The problem: Convert every line of the items below into a JSON array of strings with one string per line, omitting blank lines.

**** Records to use

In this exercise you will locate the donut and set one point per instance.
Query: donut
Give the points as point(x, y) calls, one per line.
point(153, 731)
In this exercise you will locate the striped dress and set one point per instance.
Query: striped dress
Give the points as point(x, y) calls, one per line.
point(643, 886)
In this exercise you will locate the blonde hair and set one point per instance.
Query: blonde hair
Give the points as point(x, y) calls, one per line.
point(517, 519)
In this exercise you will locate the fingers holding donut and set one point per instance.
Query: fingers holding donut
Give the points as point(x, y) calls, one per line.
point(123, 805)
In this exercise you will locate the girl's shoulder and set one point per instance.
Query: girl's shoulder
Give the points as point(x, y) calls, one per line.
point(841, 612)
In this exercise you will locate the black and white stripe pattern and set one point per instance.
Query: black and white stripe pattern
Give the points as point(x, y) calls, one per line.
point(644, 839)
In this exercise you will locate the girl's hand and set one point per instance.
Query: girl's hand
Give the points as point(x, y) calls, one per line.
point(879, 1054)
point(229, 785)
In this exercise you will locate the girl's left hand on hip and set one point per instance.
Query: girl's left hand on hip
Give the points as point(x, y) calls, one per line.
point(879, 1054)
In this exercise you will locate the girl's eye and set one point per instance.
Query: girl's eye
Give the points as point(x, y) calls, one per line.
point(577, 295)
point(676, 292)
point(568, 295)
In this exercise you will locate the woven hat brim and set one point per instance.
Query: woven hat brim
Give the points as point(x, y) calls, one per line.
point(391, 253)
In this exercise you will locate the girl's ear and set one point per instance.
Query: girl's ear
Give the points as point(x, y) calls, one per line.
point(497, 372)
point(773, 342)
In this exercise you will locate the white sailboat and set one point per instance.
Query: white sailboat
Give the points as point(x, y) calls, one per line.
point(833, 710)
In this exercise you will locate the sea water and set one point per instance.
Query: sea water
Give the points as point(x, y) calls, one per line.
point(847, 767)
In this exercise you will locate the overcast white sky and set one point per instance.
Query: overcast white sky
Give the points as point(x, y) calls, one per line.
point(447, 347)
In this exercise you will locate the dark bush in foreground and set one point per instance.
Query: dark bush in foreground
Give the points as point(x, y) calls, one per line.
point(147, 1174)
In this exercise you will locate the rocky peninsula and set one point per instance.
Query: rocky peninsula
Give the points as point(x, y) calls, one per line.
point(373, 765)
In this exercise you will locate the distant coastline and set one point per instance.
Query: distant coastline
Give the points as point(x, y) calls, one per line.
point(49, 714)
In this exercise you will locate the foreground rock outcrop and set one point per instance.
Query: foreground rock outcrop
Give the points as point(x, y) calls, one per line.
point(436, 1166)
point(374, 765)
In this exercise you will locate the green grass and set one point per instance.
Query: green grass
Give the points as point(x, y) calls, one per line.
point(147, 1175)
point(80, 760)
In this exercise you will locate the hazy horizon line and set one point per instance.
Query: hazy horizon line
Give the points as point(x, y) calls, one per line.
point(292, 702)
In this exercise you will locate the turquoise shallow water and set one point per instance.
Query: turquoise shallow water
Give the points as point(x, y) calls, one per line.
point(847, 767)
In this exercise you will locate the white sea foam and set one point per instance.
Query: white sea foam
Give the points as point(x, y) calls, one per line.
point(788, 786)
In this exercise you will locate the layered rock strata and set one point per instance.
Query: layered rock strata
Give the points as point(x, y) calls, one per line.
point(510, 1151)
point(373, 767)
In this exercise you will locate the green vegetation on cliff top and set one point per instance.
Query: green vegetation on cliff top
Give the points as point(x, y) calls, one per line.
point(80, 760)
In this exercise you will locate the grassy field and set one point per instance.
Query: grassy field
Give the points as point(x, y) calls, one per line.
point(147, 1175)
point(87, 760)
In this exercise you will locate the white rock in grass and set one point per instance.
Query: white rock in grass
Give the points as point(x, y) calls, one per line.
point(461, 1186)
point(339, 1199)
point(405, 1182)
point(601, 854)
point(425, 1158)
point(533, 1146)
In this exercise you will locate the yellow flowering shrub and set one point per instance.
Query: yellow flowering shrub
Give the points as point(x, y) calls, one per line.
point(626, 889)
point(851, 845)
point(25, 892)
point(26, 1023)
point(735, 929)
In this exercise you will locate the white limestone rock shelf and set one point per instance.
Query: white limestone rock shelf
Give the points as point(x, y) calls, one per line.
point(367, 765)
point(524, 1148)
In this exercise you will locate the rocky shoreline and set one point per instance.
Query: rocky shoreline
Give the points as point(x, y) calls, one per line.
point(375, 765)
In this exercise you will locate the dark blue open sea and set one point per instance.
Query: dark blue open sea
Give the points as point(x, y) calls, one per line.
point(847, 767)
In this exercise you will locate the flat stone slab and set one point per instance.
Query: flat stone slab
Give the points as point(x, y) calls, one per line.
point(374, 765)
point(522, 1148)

********

Solution for this problem:
[
  "In this exercise you will locate the donut and set one point per instance.",
  "Query: donut",
  "Give the points as point(x, y) calls, one per line.",
  "point(153, 731)",
  "In this exercise you will locate the striped dress and set one point per instance.",
  "Query: striped dress",
  "Give the points as point(x, y) calls, one per line.",
  "point(643, 886)",
  "In this exercise you will locate the blonde hair and set one point per instance.",
  "Query: blonde hair",
  "Give the points as point(x, y) calls, one per line.",
  "point(517, 519)",
  "In this exercise you will locate the fingers holding donut and set one point per instance.",
  "Query: fingers holding donut",
  "Give the points as point(x, y) calls, one per line.",
  "point(123, 805)",
  "In this exercise you will locate the girl's shoulder and set one point per instance.",
  "Query: girl's shoulder",
  "Give the points as point(x, y) calls, one per line.",
  "point(841, 612)",
  "In this exercise you will locate the black and white stripe pattern and set one point per instance.",
  "Query: black and white stripe pattern",
  "Give the points as point(x, y) calls, one per line.",
  "point(644, 839)",
  "In this exercise you will locate the girl's hand and set one point per instance.",
  "Query: girl's hand",
  "Give the points as point(x, y) calls, one per line.",
  "point(879, 1054)",
  "point(229, 785)",
  "In this exercise you will locate the girl's left hand on hip and set one point per instance.",
  "Query: girl's left hand on hip",
  "Give the points as point(x, y) calls, one per line.",
  "point(879, 1054)",
  "In this exercise you will locate the girl's eye and set one point per instance.",
  "Query: girl's eye",
  "Give the points as point(x, y) calls, one per line.",
  "point(577, 295)",
  "point(676, 292)",
  "point(568, 295)",
  "In this exercise you will locate the woven hat brim and set one point per instance.",
  "Query: woven hat brim",
  "Give the points as point(x, y) calls, one per line.",
  "point(391, 253)",
  "In this exercise you will locate the girl's ear and set one point per instance.",
  "Query: girl's ear",
  "Give the points as point(x, y) calls, one per line.",
  "point(497, 372)",
  "point(773, 342)",
  "In this exercise you will locate the white sailboat and set one point per instance.",
  "Query: white sailboat",
  "Give the points as point(x, y) calls, one per line.",
  "point(833, 710)",
  "In this exercise you will locate the sea water and set one point per instance.",
  "Query: sea water",
  "Give the points as point(x, y) calls, one per line.",
  "point(847, 767)",
  "In this exercise you will locate the overcast white sky and set one point per instance.",
  "Query: overcast white sky",
  "Give the points as point(x, y) calls, one per line.",
  "point(447, 347)",
  "In this exercise you will locate the dark bush in foreground and set one point per instance.",
  "Query: dark bush in foreground",
  "Give the points as point(x, y) calls, one per line.",
  "point(147, 1174)",
  "In this exercise you will locate the rocky peninsula and set one point per instance.",
  "Query: rocky peninsula",
  "Give the points as point(x, y) calls, one per line.",
  "point(373, 765)",
  "In this exercise you will locate the distant coastline and set one point per instance.",
  "Query: distant coastline",
  "Give the points as point(x, y) calls, one per line.",
  "point(49, 714)",
  "In this exercise you will locate the foreground rock outcrop and set one point per instance.",
  "Query: foreground rock outcrop",
  "Give the points as point(x, y) calls, one per line.",
  "point(436, 1166)",
  "point(374, 765)",
  "In this exercise you will locate the green grass and set one point per instance.",
  "Query: green grass",
  "Give the points as point(x, y) calls, one per line.",
  "point(147, 1175)",
  "point(80, 760)",
  "In this exercise you will locate the hazy horizon line and set one point per instance.",
  "Query: hazy horizon line",
  "Give the points as point(x, y) calls, one per line.",
  "point(292, 702)",
  "In this exercise you will locate the turquoise shallow water and set one point per instance.",
  "Query: turquoise shallow water",
  "Give the points as point(x, y) calls, one per line.",
  "point(847, 767)",
  "In this exercise you will locate the white sea foam and set one point per instance.",
  "Query: white sea foam",
  "Give the points as point(x, y) calls, one per line.",
  "point(788, 786)",
  "In this exercise you will locate the layered rock strata and set one point per instance.",
  "Query: layered rock strata",
  "Give the points as point(x, y) calls, one per line.",
  "point(510, 1151)",
  "point(373, 767)",
  "In this exercise you will locate the green vegetation on cliff top and set one point per instance.",
  "Query: green vegetation on cliff top",
  "Give the points as point(x, y) calls, one per line.",
  "point(80, 760)",
  "In this exercise you will locate the grassy field and set one point per instance.",
  "Query: grassy field",
  "Give the points as point(x, y) calls, one per line.",
  "point(147, 1175)",
  "point(87, 760)",
  "In this exercise you will locate the white rock in grass and set one point per instance.",
  "Query: white rock in grass",
  "Give the points as point(x, y) calls, one per line.",
  "point(461, 1186)",
  "point(339, 1199)",
  "point(405, 1182)",
  "point(601, 854)",
  "point(425, 1158)",
  "point(533, 1146)",
  "In this exercise you will locate the yellow flowering shrub and set one point per instance.",
  "Query: yellow flowering shrub",
  "Give the points as point(x, y) calls, one per line.",
  "point(626, 889)",
  "point(851, 845)",
  "point(25, 892)",
  "point(26, 1023)",
  "point(735, 929)",
  "In this exercise you will locate the white limestone rock shelf and set one point per instance.",
  "Query: white limestone rock shelf",
  "Give the points as point(x, y) calls, one per line.",
  "point(367, 765)",
  "point(524, 1148)",
  "In this exercise you will locate the rocky shoreline and set one point per instance.",
  "Query: rocky shoreline",
  "Give the points as point(x, y) calls, one per line.",
  "point(375, 765)",
  "In this exercise you will locate the dark blue open sea and set one point per instance.",
  "Query: dark blue open sea",
  "Give the points as point(x, y) calls, one per line.",
  "point(847, 767)",
  "In this exercise you will locate the flat stone slab and set one point per instance.",
  "Query: flat stone slab",
  "Give the points as point(x, y) calls, one per line.",
  "point(374, 765)",
  "point(522, 1148)"
]